--- Start of Selection ---

# Advice on new tools



## Dubyeh (Mar 4, 2012)

Hello,

New to the forum here. I've been working as a apprentice for 2 and a half years now, done a couple years now of school. I started out in the housing and now I switched into a larger commercial company. That's my background so far, I also live in British Columbia, Canada. EH 

The journeyman I currently work with the most is one of those that like to bring one tool at a time into the job site, and makes a whirlwind of a mess of his work space. But in the end he does very clean work and makes a effort to do things correctly. 
I bring my bag of all the tools I have/need into the site in one trip, and he LOVES to use my tools and leave them all over the place and damage the tools I have using them the wrong way.

Anyways. I'm interested in what other people use for their hand tools that they bring into each job, not so much interested in cordless power tools.

I want to spend about 500$ and upgrade majority of my hand tools, just looking to see what other people use for brands on tools?

I'm looking for the best quality tools I can find. Looking for a full screwdriver set, Allen keys, tin snips, and really anything else anyone would like to mention.

Thanks in advance.


----------



## justin (May 14, 2010)

Dubyeh said:


> Hello,
> 
> New to the forum here. I've been working as a apprentice for 2 and a half years now, done a couple years now of school. I started out in the housing and now I switched into a larger commercial company. That's my background so far, I also live in British Columbia, Canada. EH
> 
> ...


Black and decker ,


----------



## Dubyeh (Mar 4, 2012)

Oh, just wanted to mention that I just purchased one of those Veto XL top closing bags, and I need to fill it up. That's what I'm working with, let me see what you have in your bags for ideas on what to buy also!


----------



## MarkToo (Dec 17, 2011)

Dubyeh said:


> Oh, just wanted to mention that I just purchased one of those Veto XL top closing bags, and I need to fill it up. That's what I'm working with, let me see what you have in your bags for ideas on what to buy also!

--- End of Selection ---
--- Start of Records ---

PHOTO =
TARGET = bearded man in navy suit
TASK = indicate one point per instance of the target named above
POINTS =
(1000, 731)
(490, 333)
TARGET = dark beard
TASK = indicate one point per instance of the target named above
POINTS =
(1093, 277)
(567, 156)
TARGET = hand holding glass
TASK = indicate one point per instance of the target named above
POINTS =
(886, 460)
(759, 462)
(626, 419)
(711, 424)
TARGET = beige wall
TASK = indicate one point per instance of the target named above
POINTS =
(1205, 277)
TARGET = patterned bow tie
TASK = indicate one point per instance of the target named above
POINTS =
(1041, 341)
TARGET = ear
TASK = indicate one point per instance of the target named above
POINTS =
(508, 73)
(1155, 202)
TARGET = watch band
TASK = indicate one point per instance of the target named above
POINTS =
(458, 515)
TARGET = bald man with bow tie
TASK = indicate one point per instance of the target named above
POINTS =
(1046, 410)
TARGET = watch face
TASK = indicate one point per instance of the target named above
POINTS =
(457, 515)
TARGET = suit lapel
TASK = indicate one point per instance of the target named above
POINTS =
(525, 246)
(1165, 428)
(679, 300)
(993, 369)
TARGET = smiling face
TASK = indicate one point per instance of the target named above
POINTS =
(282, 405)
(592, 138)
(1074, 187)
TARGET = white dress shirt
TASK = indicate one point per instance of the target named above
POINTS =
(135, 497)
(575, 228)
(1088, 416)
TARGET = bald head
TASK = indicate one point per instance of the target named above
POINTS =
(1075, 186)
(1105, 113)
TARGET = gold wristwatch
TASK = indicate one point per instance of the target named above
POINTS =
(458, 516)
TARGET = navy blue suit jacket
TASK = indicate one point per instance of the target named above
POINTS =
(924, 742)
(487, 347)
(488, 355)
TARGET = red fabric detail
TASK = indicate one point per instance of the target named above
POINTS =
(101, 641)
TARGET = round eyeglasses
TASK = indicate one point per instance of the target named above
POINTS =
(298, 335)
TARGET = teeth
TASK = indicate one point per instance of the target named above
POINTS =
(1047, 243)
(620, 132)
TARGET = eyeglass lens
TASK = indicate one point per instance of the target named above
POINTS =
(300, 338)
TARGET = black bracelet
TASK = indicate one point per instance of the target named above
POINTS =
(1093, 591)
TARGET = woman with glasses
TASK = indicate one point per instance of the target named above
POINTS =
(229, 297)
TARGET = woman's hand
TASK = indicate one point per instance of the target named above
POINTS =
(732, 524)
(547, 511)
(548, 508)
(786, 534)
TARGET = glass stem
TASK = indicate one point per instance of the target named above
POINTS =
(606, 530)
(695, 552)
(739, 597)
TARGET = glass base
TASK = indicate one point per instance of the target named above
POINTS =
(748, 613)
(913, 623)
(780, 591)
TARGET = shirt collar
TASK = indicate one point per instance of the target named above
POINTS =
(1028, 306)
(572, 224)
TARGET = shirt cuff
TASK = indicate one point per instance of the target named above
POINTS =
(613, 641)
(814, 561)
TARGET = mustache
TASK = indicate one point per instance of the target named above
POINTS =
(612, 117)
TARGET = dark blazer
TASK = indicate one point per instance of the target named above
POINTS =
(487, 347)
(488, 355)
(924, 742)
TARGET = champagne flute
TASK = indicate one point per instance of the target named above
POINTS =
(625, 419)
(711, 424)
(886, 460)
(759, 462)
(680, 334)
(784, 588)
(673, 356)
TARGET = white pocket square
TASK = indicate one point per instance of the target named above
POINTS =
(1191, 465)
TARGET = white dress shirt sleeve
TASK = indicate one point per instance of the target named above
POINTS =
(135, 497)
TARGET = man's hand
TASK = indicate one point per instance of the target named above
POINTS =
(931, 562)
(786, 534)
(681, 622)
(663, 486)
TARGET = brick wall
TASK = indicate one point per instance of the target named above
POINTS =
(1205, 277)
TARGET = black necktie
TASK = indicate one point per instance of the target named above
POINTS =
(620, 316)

--- End of Records ---

▶ [Objectives]
**A.** From the tool advice thread, write out the passage that begins at the words "I bring my bag" and stops after "cordless power tools.", switching "bag" to "toolbox".
**B.** Put this sentence from the tool advice thread into Spanish: "I'm looking for the best quality tools I can find."

▶ [Answers to the exercise]
**A.**
I bring my toolbox of all the tools I have/need into the site in one trip, and he LOVES to use my tools and leave them all over the place and damage the tools I have using them the wrong way.

Anyways. I'm interested in what other people use for their hand tools that they bring into each job, not so much interested in cordless power tools.

**B.** Busco las herramientas de mejor calidad que pueda encontrar.